--- START ---
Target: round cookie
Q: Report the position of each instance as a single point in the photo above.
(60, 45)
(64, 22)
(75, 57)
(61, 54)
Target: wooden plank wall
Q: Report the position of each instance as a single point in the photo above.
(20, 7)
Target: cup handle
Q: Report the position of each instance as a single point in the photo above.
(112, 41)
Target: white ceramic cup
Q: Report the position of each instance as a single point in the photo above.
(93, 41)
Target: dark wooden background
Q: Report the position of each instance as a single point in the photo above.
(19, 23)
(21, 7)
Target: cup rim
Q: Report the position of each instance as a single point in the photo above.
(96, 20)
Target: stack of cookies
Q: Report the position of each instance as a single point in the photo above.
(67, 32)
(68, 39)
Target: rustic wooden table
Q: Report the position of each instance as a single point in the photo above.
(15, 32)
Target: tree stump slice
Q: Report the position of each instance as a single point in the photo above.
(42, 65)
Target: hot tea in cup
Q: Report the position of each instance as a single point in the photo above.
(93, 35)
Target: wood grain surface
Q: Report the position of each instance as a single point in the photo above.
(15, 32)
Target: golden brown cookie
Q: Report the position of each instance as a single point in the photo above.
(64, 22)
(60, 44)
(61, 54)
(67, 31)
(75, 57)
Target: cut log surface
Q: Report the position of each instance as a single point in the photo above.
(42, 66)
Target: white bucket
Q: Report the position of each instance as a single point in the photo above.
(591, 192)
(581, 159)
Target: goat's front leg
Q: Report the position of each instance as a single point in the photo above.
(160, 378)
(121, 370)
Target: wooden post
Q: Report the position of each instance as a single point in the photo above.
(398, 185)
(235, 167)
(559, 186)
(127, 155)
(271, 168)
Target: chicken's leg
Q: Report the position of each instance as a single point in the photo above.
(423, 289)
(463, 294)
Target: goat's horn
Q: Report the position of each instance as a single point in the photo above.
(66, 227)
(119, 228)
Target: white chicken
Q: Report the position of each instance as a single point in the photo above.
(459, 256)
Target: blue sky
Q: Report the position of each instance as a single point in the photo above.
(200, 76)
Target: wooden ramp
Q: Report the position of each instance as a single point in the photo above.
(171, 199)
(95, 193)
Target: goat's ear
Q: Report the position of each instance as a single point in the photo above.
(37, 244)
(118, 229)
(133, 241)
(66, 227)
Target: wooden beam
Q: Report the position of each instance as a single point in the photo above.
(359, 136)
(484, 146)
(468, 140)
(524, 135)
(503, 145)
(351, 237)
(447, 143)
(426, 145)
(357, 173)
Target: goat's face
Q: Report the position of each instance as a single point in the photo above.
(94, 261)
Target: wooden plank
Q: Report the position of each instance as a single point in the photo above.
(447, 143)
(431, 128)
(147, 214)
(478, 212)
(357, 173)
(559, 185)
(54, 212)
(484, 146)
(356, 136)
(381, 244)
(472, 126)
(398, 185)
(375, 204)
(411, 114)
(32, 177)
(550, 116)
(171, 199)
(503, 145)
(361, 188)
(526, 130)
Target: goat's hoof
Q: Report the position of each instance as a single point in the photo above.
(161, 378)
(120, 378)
--- END ---
### EXERCISE BRIEF
Exact repetition of every record is required.

### FINISHED TASK
Target: round cookie
Q: Report the position of each instance as a single point in the photo above.
(60, 45)
(64, 22)
(75, 57)
(61, 54)
Target: wooden plank wall
Q: Report the position of each instance as a single point in the photo above.
(20, 7)
Target: cup handle
Q: Report the position of each instance as a single point in the photo above.
(112, 41)
Target: white ceramic cup
Q: Report the position of each instance as a single point in the photo above.
(93, 41)
Target: dark wooden background
Q: Report the position of each instance as a single point in the photo above.
(19, 23)
(21, 7)
Target: cup rim
Q: Report the position of each instance as a single point in the photo above.
(96, 20)
Target: stack of cookies
Q: Report the position of each instance as a single point in the photo above.
(67, 32)
(68, 39)
Target: rustic wooden table
Q: Report the position of each instance as a single point in the photo above.
(15, 32)
Target: tree stump slice
Q: Report the position of each instance as a single point in the photo above.
(42, 65)
Target: hot tea in cup
Q: Report the position of each instance as a single point in the photo above.
(93, 35)
Target: wood grain surface
Q: Report the position of each instance as a single point in the photo above.
(15, 32)
Target: golden brown cookie
Q: Report the position of each instance as a single point in the photo above.
(64, 22)
(60, 44)
(61, 54)
(67, 31)
(75, 57)
Target: cut log surface
Q: Report the position of each instance as a single point in the photo above.
(42, 66)
Target: white bucket
Q: Report the position of each instance as a single point in the photo above.
(591, 192)
(581, 159)
Target: goat's front leg
Q: Report the position of each instance as a single point in the photo above.
(160, 378)
(121, 370)
Target: wooden post
Q: Report the position of each instance as a single point in the photo above.
(398, 185)
(235, 167)
(559, 186)
(127, 155)
(271, 168)
Target: chicken's leg
Q: Report the position of each instance as a single point in the photo above.
(423, 289)
(463, 294)
Target: goat's horn
Q: Report the position of each instance as a single point in the photo above.
(66, 227)
(119, 228)
Target: white chicken
Q: Report the position of each instance as a single point in the photo above.
(459, 256)
Target: blue sky
Q: Report the position of each instance as a single point in the photo above.
(200, 76)
Target: wooden ramp
Q: Report the position of each instance as a single point in the photo above.
(171, 199)
(95, 193)
Target: goat's ear
Q: Report the position of each instance as a single point in the photo above.
(37, 244)
(118, 229)
(133, 241)
(66, 227)
Target: wooden beam
Q: Report the position of each instance as a single point in the photo above.
(359, 136)
(484, 146)
(468, 140)
(524, 135)
(503, 145)
(351, 237)
(447, 143)
(426, 145)
(357, 173)
Target: goat's face
Q: Report the position of each instance as a single point in the photo above.
(94, 261)
Target: wooden plank
Q: Report the position of each instance as a single point in the photo above.
(447, 143)
(431, 128)
(147, 214)
(478, 212)
(357, 173)
(559, 185)
(54, 212)
(484, 146)
(356, 136)
(381, 244)
(472, 126)
(398, 185)
(375, 204)
(411, 114)
(32, 177)
(550, 116)
(171, 199)
(503, 145)
(361, 188)
(526, 130)
Target: goat's hoof
Q: Report the position of each instance as a single point in the photo above.
(161, 378)
(120, 378)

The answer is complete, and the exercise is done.